Object pointing dataset rows:
☆ ☆ ☆
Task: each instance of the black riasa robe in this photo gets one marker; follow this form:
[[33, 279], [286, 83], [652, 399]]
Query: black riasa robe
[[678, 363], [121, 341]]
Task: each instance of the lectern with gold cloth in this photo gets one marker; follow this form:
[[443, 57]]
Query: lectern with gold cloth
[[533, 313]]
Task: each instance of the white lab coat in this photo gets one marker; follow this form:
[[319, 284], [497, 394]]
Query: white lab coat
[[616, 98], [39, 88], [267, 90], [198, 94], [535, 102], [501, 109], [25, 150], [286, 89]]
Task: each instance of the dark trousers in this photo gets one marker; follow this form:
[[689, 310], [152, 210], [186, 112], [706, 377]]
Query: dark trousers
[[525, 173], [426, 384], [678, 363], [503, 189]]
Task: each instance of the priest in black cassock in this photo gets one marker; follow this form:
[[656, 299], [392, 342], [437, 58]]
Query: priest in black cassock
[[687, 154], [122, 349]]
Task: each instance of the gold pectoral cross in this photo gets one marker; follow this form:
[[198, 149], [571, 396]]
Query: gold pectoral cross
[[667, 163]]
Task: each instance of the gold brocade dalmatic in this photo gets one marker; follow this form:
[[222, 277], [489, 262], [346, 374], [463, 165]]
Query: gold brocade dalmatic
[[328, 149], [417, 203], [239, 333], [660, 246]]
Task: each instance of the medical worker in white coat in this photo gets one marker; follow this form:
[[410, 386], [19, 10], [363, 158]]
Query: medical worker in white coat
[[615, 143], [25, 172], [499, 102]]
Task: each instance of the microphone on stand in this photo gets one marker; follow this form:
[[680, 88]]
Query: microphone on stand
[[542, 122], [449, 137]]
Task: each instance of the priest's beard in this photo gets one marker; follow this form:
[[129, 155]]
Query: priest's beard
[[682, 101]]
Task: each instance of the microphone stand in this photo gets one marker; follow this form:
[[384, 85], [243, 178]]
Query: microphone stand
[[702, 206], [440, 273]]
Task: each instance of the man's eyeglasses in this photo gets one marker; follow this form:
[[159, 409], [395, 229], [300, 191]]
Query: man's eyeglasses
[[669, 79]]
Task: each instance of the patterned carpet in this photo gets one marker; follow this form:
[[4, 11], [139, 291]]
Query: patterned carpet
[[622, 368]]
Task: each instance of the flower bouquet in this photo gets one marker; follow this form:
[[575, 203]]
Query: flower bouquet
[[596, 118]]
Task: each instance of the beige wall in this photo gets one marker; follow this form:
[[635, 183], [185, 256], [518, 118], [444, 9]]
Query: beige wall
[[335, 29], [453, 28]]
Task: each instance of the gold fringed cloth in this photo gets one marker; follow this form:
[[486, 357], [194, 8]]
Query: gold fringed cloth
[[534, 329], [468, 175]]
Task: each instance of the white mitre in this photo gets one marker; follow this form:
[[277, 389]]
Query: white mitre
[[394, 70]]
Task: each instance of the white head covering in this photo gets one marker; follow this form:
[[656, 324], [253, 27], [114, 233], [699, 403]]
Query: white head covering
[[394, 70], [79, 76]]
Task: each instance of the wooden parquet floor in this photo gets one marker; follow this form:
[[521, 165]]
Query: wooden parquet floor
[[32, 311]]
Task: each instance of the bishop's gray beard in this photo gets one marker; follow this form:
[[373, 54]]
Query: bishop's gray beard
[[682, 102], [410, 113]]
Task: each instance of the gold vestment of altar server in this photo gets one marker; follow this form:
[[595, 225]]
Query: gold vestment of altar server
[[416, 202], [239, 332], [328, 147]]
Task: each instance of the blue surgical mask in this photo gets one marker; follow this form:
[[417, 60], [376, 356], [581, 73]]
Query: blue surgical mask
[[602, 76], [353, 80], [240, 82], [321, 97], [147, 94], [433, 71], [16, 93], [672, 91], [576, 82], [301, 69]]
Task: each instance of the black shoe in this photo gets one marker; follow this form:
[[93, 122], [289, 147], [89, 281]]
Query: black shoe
☆ ☆ ☆
EXERCISE INSTRUCTIONS: Reproduce the lines above verbatim, all of them from first to last.

FINAL RESULT:
Task: each instance of the black riasa robe in this photo gets one marker; follow this form:
[[33, 279], [286, 83], [652, 399]]
Query: black riasa robe
[[678, 363], [121, 341]]
Task: each instance of the lectern with gold cloth in this photo gets one marker; follow this form:
[[443, 57]]
Query: lectern with gold cloth
[[533, 313]]
Task: each instance of the white lab coat in this photo gets one marker; follow this form:
[[319, 284], [497, 394]]
Query: white lab coat
[[616, 98], [39, 88], [267, 90], [198, 94], [535, 102], [501, 109], [25, 150], [286, 89]]
Task: each instance of the dark trousers in this photo gets one marker; follow this form:
[[689, 310], [152, 210], [186, 112], [706, 377]]
Query: dark trousers
[[525, 173], [426, 384], [678, 363], [503, 189]]
Task: each instance of the priest in black cassock in this photo gets one marker; follow this form:
[[656, 299], [392, 342], [437, 58]]
Query: priest in black cassock
[[687, 154], [122, 349]]
Task: each instance of the gold pectoral cross in this photo gets one marker; follow this form:
[[198, 149], [571, 396]]
Query: gold pectoral cross
[[667, 163]]
Task: each instance of the gold brocade dalmatic in this photo gets one marker; follow this form:
[[222, 277], [489, 262], [346, 374], [463, 165]]
Query: gold brocade dalmatic
[[328, 149], [417, 203], [239, 333], [660, 246]]
Task: each instance of the medical worker in white coat in this photo gets one marker; follow this form:
[[410, 386], [19, 10], [363, 158]]
Query: medical worker in white coat
[[615, 143], [25, 172], [499, 102]]
Task: each instance of the microphone on stand in this photo gets one marker; follow this form:
[[680, 88]]
Query: microphone on stand
[[542, 122], [449, 137]]
Task: each instance of the priest's beard in this photo gets one marker; follow this form:
[[129, 155]]
Query: priest's beard
[[682, 101]]
Task: each instance of the microphone stand in this photo gets one marker; follow this form:
[[384, 85], [243, 178]]
Query: microphone stand
[[702, 206], [440, 273]]
Task: each instance of the man's eyeglasses in this photo gets one marker; follow this form:
[[159, 409], [395, 229], [300, 191]]
Query: man's eyeglasses
[[669, 79]]
Task: each instance of the patterned carpet in this photo gets one marker; follow this form:
[[4, 11], [139, 291]]
Query: patterned carpet
[[622, 368]]
Task: each instance of the flower bouquet in this photo gets one marker; follow this form:
[[575, 203]]
Query: flower bouquet
[[596, 118]]
Task: each instance of the beige wall in this photo gets one marker; follow this form:
[[635, 183], [185, 256], [518, 118], [444, 9]]
Query: beige wall
[[335, 29], [453, 28]]
Task: each instance of the gold fringed cloth in this photo gets one marker; follow this form:
[[486, 357], [194, 8]]
Query: gold fringed cloth
[[534, 329], [468, 175]]
Task: each instance of the white mitre in this photo gets one marker; follow this form:
[[277, 389]]
Query: white mitre
[[394, 70]]
Task: each instance of the white head covering in this photo gets one marker; follow this form:
[[656, 324], [253, 27], [114, 233], [699, 403]]
Query: white head covering
[[394, 70], [79, 76]]
Task: each instance of the wooden parquet floor in this photo gets one marker; follow this form:
[[521, 165]]
Query: wooden parquet floor
[[32, 311]]
Task: each instance of the bishop's gray beard in this photo gets one marker; follow this form:
[[373, 54]]
Query: bishop's gray beard
[[682, 102], [410, 113]]
Task: each instance of the gold vestment of altar server in this photo gets one marker; follow this form:
[[595, 225]]
Query: gold vestment of altar server
[[416, 202], [239, 332], [328, 147]]
Task: each instance of the blue surgical mask in this photo gets one marker; follow this form:
[[417, 60], [376, 356], [581, 73]]
Query: blue surgical mask
[[602, 76], [353, 80], [240, 82], [321, 97], [147, 94], [433, 71], [16, 93], [672, 91], [576, 82], [301, 69]]
Task: each instance of the black shoe in this photo gets one marker; follow this form:
[[93, 122], [289, 147], [89, 281]]
Query: black shoe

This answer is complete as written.